----- Material supplied

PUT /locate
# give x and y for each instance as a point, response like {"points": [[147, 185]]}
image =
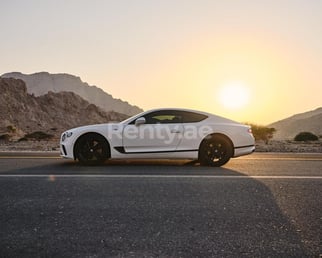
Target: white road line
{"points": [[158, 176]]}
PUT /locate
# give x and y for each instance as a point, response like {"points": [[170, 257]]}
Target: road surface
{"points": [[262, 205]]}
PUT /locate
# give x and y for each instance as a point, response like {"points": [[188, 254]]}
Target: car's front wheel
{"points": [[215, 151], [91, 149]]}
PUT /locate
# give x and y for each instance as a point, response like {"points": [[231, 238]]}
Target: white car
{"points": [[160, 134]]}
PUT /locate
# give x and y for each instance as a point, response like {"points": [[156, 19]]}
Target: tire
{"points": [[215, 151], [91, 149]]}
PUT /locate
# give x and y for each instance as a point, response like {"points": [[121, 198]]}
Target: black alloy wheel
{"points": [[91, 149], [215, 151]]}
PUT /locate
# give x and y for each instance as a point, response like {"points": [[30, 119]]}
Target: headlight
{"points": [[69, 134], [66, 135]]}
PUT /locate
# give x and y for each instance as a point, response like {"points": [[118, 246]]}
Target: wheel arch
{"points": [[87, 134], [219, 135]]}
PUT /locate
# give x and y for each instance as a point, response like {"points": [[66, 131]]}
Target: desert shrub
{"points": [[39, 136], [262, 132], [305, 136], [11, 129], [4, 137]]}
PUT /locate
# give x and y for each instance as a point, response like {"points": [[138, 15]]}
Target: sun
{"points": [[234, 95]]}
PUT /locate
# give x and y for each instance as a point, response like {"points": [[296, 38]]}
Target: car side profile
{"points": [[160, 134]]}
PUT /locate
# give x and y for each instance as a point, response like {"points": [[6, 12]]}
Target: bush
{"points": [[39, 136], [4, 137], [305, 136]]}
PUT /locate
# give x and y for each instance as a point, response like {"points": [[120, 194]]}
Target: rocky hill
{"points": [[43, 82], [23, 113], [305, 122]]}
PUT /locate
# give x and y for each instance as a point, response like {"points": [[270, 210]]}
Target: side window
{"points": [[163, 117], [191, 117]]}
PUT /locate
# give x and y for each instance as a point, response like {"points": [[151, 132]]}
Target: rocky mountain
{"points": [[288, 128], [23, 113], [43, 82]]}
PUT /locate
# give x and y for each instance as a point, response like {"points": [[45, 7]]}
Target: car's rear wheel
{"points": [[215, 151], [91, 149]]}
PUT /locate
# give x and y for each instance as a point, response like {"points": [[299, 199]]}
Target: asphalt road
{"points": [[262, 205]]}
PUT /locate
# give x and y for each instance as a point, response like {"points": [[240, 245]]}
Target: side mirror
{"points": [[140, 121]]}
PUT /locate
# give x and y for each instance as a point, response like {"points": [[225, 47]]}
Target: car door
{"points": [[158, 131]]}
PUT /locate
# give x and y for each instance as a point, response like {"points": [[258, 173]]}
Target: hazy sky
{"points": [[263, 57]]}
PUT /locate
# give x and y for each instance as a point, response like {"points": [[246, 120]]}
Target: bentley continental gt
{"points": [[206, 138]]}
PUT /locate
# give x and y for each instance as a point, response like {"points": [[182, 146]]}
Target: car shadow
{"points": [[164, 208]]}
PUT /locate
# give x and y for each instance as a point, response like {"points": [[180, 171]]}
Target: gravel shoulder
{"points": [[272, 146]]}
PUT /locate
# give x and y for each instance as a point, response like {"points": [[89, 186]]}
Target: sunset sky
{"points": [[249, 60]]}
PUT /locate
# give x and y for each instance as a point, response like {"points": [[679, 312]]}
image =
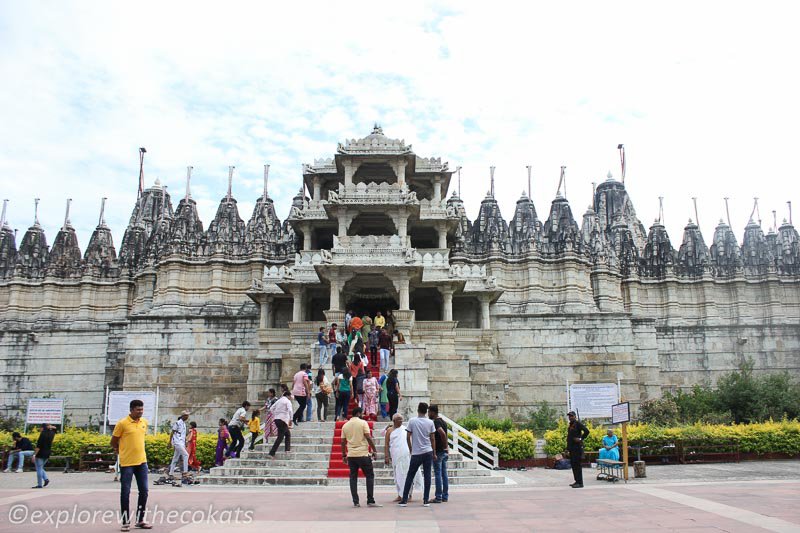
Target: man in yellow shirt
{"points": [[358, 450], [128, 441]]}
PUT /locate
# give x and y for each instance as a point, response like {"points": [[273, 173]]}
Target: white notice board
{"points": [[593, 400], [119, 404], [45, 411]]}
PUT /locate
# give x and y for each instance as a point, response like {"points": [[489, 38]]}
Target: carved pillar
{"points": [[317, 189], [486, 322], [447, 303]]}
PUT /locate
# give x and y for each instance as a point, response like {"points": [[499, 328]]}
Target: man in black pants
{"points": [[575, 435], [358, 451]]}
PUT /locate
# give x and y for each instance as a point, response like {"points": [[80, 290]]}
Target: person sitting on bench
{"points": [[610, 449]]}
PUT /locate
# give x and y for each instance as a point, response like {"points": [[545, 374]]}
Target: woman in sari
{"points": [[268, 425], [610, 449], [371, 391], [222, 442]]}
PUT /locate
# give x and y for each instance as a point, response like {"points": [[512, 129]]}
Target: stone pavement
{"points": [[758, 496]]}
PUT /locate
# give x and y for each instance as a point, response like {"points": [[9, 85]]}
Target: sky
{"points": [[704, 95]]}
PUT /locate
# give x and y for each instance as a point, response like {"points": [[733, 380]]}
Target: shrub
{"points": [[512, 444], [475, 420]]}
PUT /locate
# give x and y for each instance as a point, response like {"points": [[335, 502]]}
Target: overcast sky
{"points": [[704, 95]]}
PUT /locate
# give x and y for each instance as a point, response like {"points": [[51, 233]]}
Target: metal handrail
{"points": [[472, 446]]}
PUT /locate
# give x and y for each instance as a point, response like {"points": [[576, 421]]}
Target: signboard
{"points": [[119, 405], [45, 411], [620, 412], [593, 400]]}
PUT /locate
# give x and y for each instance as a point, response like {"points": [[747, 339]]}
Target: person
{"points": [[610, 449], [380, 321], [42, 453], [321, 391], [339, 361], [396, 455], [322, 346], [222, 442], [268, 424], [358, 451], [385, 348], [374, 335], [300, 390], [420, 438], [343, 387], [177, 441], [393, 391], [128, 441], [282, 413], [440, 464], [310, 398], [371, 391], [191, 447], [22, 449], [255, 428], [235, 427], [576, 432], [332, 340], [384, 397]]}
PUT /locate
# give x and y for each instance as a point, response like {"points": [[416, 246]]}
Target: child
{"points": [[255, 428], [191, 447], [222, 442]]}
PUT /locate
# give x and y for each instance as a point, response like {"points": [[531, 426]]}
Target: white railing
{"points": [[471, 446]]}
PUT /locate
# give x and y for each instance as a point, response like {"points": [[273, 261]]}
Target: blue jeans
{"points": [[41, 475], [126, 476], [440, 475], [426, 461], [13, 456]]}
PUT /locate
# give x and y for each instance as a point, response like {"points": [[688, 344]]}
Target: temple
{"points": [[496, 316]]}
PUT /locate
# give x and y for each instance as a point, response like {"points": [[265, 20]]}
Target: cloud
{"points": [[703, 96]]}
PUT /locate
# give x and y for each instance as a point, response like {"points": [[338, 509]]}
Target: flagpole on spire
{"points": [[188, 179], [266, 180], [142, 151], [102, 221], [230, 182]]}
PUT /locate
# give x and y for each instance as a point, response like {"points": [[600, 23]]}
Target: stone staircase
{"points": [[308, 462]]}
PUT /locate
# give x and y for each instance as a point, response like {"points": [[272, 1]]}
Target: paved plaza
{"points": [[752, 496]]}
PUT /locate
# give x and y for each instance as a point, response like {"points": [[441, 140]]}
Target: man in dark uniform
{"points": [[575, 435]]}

----------

Work to be completed: Word for word, quote the lines above. Omit the pictures.

Answer to the task:
PUT /locate
# give x and y for each instance as a point, response like {"points": [[147, 185]]}
image =
Target: white road line
{"points": [[158, 176]]}
PUT /locate
# give x and y for each instance as a point, response like {"points": [[170, 257]]}
Target: road surface
{"points": [[262, 205]]}
PUT /locate
# give x and y for each instance as a point, response like {"points": [[188, 254]]}
Target: car's front wheel
{"points": [[215, 151], [91, 149]]}
PUT /locate
# give x and y for each instance as a point, response like {"points": [[231, 238]]}
Target: white car
{"points": [[160, 134]]}
PUT /locate
# give x and y for each instance as a point, response like {"points": [[156, 19]]}
Target: tire
{"points": [[215, 151], [91, 149]]}
PUT /locate
# give x and y for each instance as a point, response like {"points": [[121, 198]]}
Target: black alloy wheel
{"points": [[91, 149], [215, 151]]}
PUT /locate
# give x and y for each instance as a point, response like {"points": [[30, 119]]}
Target: headlight
{"points": [[69, 134], [66, 135]]}
PUT /locate
# give x and y for each instance as a point, response like {"points": [[118, 246]]}
Target: wheel arch
{"points": [[87, 134], [219, 135]]}
PUT /locate
# give x and y for each instance as a point, response like {"points": [[66, 131]]}
Target: desert shrub
{"points": [[39, 136], [262, 132], [305, 136], [11, 129], [4, 137]]}
PUT /locate
# give x and y for each instance as a point, response like {"points": [[138, 15]]}
Target: sun
{"points": [[234, 95]]}
PUT /locate
# give x and y for each instance as a point, response like {"points": [[296, 38]]}
Target: car side profile
{"points": [[160, 134]]}
PUT /locate
# give x and y for each instance as a point, response like {"points": [[6, 12]]}
Target: bush
{"points": [[39, 136], [4, 137], [305, 136]]}
PUT /locate
# give x and y for each instance as a point, response like {"points": [[120, 194]]}
Target: rocky hill
{"points": [[43, 82], [23, 113], [305, 122]]}
PUT /locate
# give x and y for each instance as a point, response like {"points": [[270, 210]]}
Target: side window
{"points": [[163, 117], [191, 117]]}
PUT /locate
# give x and y for each instance as a point, response like {"points": [[151, 132]]}
Target: rocky mountain
{"points": [[288, 128], [23, 113], [43, 82]]}
PUT /locate
# give x and y for each instance as a point, response like {"points": [[45, 7]]}
Target: car's rear wheel
{"points": [[215, 151], [91, 149]]}
PUT /locate
# give x and y for each instance as a point, response like {"points": [[299, 199]]}
Target: asphalt road
{"points": [[262, 205]]}
PUT /locate
# give x and y for each instance as a point, response like {"points": [[240, 245]]}
Target: side mirror
{"points": [[140, 121]]}
PUT /locate
# give x and y for each instance as a point, response like {"points": [[225, 47]]}
Target: car door
{"points": [[158, 131]]}
PUT /locate
# give x and y for each instance as a point, response like {"points": [[258, 173]]}
Target: hazy sky
{"points": [[263, 57]]}
PUT /locate
# give x and y for each instance as a point, response like {"points": [[246, 120]]}
Target: bentley continental gt
{"points": [[206, 138]]}
PUT /locate
# give x and y for each instance as a point, response like {"points": [[182, 146]]}
Target: car shadow
{"points": [[164, 208]]}
PUT /locate
# give x and y for each instance as a point, response like {"points": [[180, 171]]}
Target: gravel shoulder
{"points": [[272, 146]]}
PUT /locate
# give x and y for each instance as a point, response like {"points": [[89, 186]]}
Target: sunset sky
{"points": [[249, 60]]}
PUT /locate
# give x and y for each instance as a point, response like {"points": [[679, 312]]}
image =
Target: man in yellow shirt
{"points": [[358, 450], [128, 441]]}
PUT /locate
# give x and y for each instance as a point, response like {"points": [[273, 173]]}
Target: white notice board
{"points": [[593, 400], [119, 404], [45, 411]]}
PUT /locate
# give x and y for each instance as a point, response like {"points": [[489, 38]]}
Target: carved pillar
{"points": [[317, 189], [486, 322], [447, 303]]}
PUT /locate
# give x and y for each instance as a point, response like {"points": [[499, 328]]}
Target: man in black pants
{"points": [[575, 435], [358, 451]]}
PUT /locate
# give x and y for each instance as a point, response like {"points": [[80, 290]]}
Target: person sitting on bench
{"points": [[610, 449]]}
PUT /locate
# give x and y for each instance as a point, response like {"points": [[545, 374]]}
Target: woman in sari
{"points": [[268, 425], [610, 449], [371, 391], [222, 442]]}
PUT /locate
# give x and y for each instance as a point, response like {"points": [[512, 129]]}
Target: stone pavement
{"points": [[758, 496]]}
PUT /locate
# give x and y for each instance as a point, response like {"points": [[9, 85]]}
Target: sky
{"points": [[704, 95]]}
PUT /locate
# give x and y for each instance as a point, response like {"points": [[733, 380]]}
Target: shrub
{"points": [[512, 444], [475, 420]]}
PUT /locate
# give x and y for each instance as a point, response like {"points": [[335, 502]]}
Target: overcast sky
{"points": [[704, 95]]}
PUT /locate
# give x and y for each instance as a point, response like {"points": [[51, 233]]}
Target: metal handrail
{"points": [[472, 446]]}
PUT /locate
# give x and y for each instance as a point, response like {"points": [[576, 421]]}
Target: signboard
{"points": [[119, 405], [45, 411], [620, 412], [593, 400]]}
PUT /locate
# give x and y for each instance as a point, response like {"points": [[747, 339]]}
Target: person
{"points": [[610, 449], [380, 321], [42, 453], [321, 391], [339, 361], [396, 455], [322, 346], [222, 442], [268, 424], [358, 451], [385, 348], [374, 335], [300, 390], [420, 438], [343, 387], [177, 441], [393, 391], [128, 441], [282, 413], [440, 464], [310, 398], [371, 391], [191, 447], [22, 449], [255, 428], [235, 427], [576, 432], [332, 340], [384, 397]]}
PUT /locate
# give x and y for each instance as a point, response like {"points": [[416, 246]]}
Target: child
{"points": [[255, 428], [191, 447], [222, 442]]}
PUT /locate
# give x and y for each instance as a point, response like {"points": [[531, 426]]}
Target: white railing
{"points": [[471, 446]]}
PUT /locate
# give x and y for each instance as a point, response like {"points": [[273, 261]]}
Target: blue jeans
{"points": [[41, 475], [126, 476], [440, 475], [426, 461], [13, 456]]}
PUT /locate
# give x and y for each instance as a point, response like {"points": [[688, 344]]}
Target: temple
{"points": [[496, 316]]}
PUT /locate
# give x and y for each instance as a point, response like {"points": [[265, 20]]}
Target: cloud
{"points": [[703, 96]]}
PUT /locate
# give x and y for each instance as a point, response like {"points": [[338, 509]]}
Target: flagpole on spire
{"points": [[188, 179], [266, 180], [142, 151], [102, 221], [230, 182]]}
PUT /locate
# give x and y for each instance as a point, response like {"points": [[600, 23]]}
Target: stone staircase
{"points": [[308, 462]]}
PUT /locate
# give x and y for each instance as a point, response like {"points": [[272, 1]]}
Target: paved plaza
{"points": [[752, 496]]}
PUT /locate
# give x and y for each instance as a point, response like {"points": [[441, 140]]}
Target: man in dark uniform
{"points": [[575, 435]]}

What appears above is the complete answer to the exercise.